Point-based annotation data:

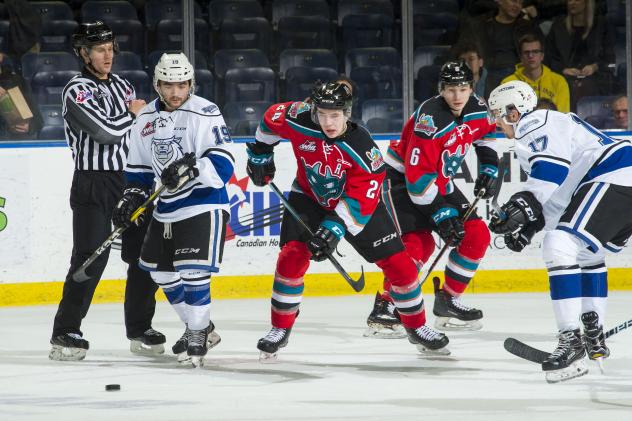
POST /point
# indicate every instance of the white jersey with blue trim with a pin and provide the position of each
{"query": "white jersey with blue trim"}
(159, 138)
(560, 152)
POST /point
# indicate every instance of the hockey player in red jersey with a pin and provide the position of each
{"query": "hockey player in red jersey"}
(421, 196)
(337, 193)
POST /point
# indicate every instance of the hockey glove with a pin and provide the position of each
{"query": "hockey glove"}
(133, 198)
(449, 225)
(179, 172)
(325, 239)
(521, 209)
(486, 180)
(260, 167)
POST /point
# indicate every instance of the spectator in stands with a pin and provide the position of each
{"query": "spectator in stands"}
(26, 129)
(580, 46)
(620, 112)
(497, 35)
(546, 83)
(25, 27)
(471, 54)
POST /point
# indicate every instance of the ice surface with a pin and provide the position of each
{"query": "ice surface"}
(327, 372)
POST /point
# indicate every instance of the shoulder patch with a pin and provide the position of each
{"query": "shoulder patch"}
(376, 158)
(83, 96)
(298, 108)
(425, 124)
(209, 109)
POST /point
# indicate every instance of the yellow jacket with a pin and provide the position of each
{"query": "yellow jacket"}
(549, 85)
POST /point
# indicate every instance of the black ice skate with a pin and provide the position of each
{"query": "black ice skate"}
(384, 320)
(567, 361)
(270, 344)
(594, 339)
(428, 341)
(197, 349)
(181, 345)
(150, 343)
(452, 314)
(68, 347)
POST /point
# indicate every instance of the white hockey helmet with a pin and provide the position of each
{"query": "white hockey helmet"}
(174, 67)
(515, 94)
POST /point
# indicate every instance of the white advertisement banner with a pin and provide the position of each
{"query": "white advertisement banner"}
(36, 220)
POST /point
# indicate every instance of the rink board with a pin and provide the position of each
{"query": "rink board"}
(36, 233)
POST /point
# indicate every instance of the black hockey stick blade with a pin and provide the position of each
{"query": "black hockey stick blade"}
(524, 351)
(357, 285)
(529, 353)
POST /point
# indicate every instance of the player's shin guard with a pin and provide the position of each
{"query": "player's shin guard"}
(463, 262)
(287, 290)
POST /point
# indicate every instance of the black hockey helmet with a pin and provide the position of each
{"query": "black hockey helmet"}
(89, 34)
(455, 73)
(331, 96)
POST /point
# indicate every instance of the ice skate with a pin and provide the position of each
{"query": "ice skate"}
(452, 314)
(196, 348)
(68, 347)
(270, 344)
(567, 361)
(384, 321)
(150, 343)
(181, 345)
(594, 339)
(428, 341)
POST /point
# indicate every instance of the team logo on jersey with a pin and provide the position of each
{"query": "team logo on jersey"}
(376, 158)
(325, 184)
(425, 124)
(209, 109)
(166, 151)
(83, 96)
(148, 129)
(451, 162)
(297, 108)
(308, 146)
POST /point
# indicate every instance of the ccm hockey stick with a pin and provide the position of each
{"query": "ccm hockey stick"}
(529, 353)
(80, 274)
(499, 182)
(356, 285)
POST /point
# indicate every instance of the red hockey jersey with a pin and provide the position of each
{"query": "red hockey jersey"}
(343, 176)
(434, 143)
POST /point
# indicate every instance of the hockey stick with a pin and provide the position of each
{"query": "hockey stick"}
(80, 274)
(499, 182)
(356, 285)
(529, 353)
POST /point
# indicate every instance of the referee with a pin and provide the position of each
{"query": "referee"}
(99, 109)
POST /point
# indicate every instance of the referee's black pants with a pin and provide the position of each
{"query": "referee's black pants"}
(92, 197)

---

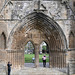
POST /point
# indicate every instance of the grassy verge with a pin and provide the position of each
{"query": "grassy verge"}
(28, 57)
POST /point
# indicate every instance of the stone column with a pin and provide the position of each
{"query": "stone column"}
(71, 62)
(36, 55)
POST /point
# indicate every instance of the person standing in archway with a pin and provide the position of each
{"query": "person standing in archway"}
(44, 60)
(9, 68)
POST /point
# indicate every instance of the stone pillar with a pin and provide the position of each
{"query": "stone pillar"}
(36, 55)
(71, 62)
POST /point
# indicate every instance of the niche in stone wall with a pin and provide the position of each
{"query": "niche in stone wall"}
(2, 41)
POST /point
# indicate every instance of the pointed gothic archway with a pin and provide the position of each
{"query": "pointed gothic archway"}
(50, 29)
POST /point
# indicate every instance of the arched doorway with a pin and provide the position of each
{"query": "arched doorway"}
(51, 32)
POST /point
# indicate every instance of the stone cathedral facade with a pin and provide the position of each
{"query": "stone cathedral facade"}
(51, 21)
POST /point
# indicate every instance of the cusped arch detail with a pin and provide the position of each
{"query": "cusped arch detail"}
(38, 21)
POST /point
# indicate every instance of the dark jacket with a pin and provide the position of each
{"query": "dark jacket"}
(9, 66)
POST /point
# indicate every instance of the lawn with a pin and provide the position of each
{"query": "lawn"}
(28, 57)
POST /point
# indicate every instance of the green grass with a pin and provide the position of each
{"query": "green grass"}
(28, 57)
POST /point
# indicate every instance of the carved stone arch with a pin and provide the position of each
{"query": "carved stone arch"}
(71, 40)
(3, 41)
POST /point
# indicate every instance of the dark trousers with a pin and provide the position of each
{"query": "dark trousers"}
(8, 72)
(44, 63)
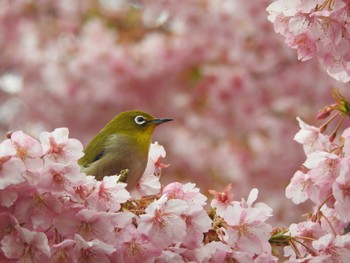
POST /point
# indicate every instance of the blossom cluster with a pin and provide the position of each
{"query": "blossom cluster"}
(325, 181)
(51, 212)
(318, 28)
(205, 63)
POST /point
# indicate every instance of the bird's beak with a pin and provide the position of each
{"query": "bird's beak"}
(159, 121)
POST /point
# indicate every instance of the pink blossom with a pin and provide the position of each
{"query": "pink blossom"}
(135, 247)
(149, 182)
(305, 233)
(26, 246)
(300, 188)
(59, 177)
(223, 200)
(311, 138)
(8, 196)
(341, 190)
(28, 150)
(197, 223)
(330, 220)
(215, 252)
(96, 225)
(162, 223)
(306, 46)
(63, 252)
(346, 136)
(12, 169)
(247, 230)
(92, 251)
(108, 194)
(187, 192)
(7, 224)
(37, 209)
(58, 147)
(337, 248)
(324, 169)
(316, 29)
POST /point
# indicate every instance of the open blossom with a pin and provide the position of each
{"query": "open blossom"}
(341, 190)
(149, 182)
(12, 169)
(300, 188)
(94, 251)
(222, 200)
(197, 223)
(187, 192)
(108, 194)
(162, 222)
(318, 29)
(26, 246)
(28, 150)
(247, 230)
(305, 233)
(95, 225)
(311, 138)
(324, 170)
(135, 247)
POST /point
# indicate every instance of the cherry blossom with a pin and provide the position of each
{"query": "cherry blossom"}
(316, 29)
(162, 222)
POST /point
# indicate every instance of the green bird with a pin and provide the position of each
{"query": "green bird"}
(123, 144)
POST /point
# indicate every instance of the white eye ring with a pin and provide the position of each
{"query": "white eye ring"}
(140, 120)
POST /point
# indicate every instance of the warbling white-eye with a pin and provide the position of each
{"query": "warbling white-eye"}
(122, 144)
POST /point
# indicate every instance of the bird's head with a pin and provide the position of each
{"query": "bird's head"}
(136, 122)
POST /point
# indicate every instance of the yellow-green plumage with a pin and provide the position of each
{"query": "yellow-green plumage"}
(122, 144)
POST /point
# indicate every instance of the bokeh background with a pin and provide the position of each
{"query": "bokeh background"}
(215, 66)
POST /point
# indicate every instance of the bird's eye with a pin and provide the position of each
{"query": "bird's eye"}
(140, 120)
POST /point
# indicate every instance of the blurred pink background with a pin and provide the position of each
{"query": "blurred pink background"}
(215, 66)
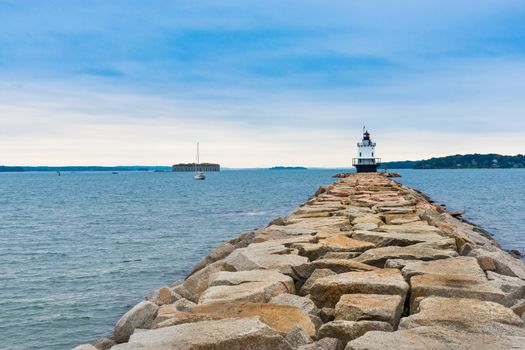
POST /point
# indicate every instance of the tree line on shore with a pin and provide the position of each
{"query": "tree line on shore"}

Task objective:
Select and copy every line of the rows above that contains the string "blurred", treating uppercase and lowercase letters as distinct.

Correct output:
# indicate every instance of the blurred pink background with a pin and provide the position of each
{"query": "blurred pink background"}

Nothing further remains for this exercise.